DOCUMENT EXTRACT:
══════════════════════════════
Hudson County Superior Court in Jersey City sure was the perfect place to hear about the recent flap over the Coca-Cola Super Bowl commercial.           

I’m sure you’re familiar with the commercial by now; it depicted a multi-ethnic, multi-generational crew singing America the Beautiful multilingually. There were a lot of angry comments from the commentariat and on Internet postings, complaining that that song should only be sung in English, and/or not by people who looked Hispanic or Arab or worse, Muslim.           

You may not be as familiar with Jersey City, so let me tell you two things about that town, where I spent several days in a trial. One, it has a killer view of the Freedom Tower from across the Hudson.[1] Two, as a judge there told me proudly – quoting, as I later learned, statistics compiled by Business Insider – it’s the second most ethnically diverse city in the nation.

The View from Exchange Place

The View from Exchange Place

All Varieties            

Now I don’t know how you quantify and rank diversity, but obviously Business Insider and the judge were onto something. Across the street is a McDonald’s I visited several times as the case dragged on. High-schoolers flock to this McDonald’s at breakfast and lunchtime, and they come in all varieties: young women with headscarves chatting on cellphones, a homeless black lesbian student working the phone to arrange the next friend’s house to crash at, a South Asian young man toting an algebra book, Hispanic kids networking like crazy. Not all that many white faces, and few faces my age. This surge of multicolored kids getting through the practical tasks of growing up and living day-to-day is exactly the customer base Coca-Cola was wooing with that spot.
══════════════════════════════
DIRECTION 1: In the article about the Coca-Cola commercial, how does Jersey City rank for ethnic diversity among cities in the nation?
The article above and the listing that follows have nothing to do with each other.

Records of labeled boxes:
══════════════════════════════
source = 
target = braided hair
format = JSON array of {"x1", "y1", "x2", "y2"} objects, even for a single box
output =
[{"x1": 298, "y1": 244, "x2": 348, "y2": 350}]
══════════════════════════════
DIRECTION 2: Gather every line of the listing that contains the string "JSON". Case counts.

EXERCISE ANSWER 1: It is the second most ethnically diverse city in the nation.

EXERCISE ANSWER 2:
format = JSON array of {"x1", "y1", "x2", "y2"} objects, even for a single box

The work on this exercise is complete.